▶ Page text
=======

Extra public spending could be paid for by a windfall tax on energy companies, he said.
Although Charles Clarke, a long-time critic, and John Prescott clashed over the leadership issue there was little open dissent. Mr Clarke — who has previously called on Mr Brown to stand aside for a new leader if he cannot turn Labour’s fortunes around — said that he was “very sceptical” that he was capable of transforming his performance and told The Politics Show on BBC One: “Therefore I think he probably should stand down.”
MPs thought they could not afford delays in resolving the leadership issue, he said. “The one thing which I think is completely unacceptable is to ignore the real political situation in the country and drift along, assuming we will somehow pull it around . . . It won’t be all right on the night.”
Barry Gardiner, who lost his job as Mr Brown’s forestry envoy when he joined calls for a leadership contest, likened the conference to a family “putting on a good face” at Christmas.
John Prescott, the former Deputy Prime Minister, dismissed the rebels such as Mr Clarke as “bitter”.
But one senior government figure said: “The danger is that we stay loyal and just kill ourselves. I’m not vindictive. I want Gordon to succeed but I don’t think he has it in him.
“There are two schools of thought running at the moment; one is that David Miliband has got it sewn up, and is getting on with introducing himself as widely as possible at this conference,” a source said.

=======

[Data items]

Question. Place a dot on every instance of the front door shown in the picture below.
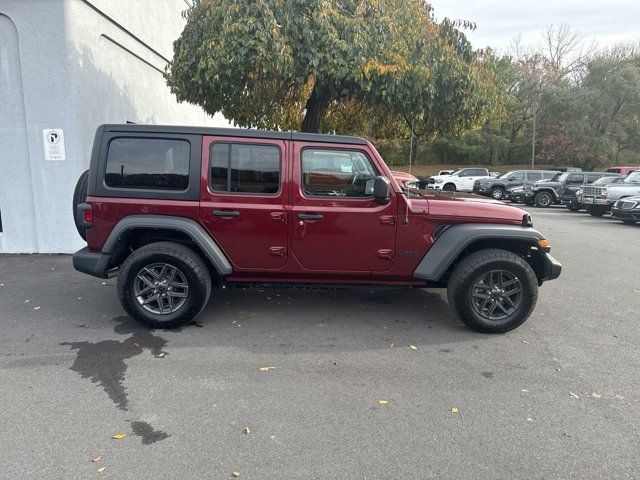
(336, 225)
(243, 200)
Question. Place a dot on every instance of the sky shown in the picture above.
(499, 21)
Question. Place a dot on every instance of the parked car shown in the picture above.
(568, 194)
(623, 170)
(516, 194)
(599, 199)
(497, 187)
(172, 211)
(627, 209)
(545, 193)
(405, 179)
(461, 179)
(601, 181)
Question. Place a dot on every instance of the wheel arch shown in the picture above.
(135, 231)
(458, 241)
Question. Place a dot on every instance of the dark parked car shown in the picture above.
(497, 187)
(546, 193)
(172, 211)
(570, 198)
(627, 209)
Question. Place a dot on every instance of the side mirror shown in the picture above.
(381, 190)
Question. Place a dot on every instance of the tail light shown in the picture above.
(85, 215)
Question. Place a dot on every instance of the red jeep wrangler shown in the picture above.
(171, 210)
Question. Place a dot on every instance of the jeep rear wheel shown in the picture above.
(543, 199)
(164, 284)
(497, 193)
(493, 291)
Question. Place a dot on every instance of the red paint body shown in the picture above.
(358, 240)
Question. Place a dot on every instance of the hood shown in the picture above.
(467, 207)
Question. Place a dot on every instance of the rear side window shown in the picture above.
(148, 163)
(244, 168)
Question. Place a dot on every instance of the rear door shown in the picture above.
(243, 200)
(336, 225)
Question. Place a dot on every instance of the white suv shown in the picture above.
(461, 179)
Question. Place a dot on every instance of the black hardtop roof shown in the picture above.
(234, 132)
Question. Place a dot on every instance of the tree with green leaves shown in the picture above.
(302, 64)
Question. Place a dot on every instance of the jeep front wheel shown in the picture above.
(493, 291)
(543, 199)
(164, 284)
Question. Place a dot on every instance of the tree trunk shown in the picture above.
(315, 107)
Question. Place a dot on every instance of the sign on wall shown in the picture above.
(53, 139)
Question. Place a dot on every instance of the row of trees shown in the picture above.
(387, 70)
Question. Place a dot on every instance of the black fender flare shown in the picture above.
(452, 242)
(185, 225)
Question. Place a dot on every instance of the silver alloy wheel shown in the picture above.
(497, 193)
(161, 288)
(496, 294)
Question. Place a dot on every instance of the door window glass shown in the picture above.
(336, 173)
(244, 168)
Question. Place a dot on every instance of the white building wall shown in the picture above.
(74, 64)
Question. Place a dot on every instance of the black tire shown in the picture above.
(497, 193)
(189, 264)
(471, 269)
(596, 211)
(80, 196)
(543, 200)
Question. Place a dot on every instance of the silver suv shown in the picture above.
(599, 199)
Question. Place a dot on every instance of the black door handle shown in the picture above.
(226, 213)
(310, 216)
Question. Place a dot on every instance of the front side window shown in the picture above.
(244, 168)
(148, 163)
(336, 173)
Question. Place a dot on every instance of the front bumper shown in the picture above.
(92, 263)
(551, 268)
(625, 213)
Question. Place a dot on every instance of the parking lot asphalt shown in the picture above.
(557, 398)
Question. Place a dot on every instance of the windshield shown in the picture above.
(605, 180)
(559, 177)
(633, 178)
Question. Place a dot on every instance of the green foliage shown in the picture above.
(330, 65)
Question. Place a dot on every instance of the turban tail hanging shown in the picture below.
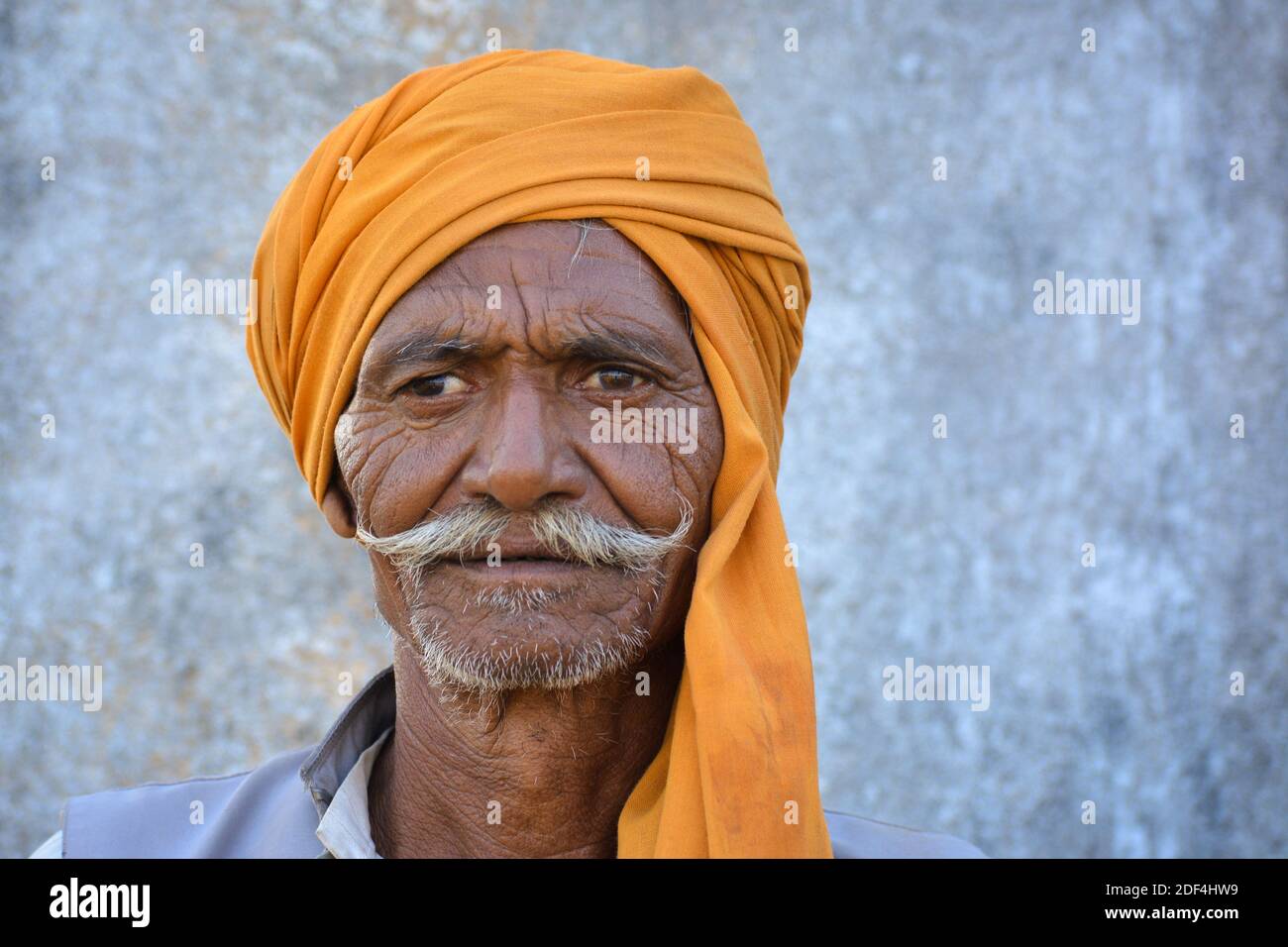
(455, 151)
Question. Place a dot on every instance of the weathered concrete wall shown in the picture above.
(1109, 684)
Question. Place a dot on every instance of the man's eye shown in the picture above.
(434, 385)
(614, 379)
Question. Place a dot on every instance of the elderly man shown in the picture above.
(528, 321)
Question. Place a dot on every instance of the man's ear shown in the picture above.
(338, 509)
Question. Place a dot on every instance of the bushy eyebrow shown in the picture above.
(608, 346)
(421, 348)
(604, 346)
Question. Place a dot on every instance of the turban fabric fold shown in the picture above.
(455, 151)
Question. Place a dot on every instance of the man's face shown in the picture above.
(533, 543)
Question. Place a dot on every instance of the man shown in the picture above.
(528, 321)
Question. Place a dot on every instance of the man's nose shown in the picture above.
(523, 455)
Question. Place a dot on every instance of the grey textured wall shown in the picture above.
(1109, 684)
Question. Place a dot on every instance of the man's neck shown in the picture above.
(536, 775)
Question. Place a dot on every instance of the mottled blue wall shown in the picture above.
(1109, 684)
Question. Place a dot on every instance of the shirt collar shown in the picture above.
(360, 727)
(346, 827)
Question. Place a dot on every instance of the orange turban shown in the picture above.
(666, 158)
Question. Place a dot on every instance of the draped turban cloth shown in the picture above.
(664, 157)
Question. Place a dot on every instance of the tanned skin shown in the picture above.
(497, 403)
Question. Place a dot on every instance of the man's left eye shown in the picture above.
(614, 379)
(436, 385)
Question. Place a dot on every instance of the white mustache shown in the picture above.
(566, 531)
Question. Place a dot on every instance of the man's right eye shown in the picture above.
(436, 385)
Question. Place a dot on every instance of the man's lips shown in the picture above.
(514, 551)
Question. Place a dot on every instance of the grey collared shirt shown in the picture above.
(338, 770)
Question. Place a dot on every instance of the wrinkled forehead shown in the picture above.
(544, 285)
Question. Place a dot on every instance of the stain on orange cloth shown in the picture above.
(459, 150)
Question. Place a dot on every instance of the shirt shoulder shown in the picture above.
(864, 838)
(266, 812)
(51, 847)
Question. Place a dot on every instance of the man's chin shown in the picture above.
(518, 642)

=======

▶ Parts of the exercise
1 > In the Labour leadership excerpt, what word did John Prescott use to dismiss rebels such as Mr Clarke?
2 > Rewrite the rows from the one containing "Question. Place a dot on every instance of the man's chin" through the end of the rows, changing "chin" to "jaw" and leaving everything else as it is.
The text and the rows have nothing to do with each other.

▶ Solutions to the problems
1 > He called them "bitter."

2 >
Question. Place a dot on every instance of the man's jaw shown in the picture above.
(518, 642)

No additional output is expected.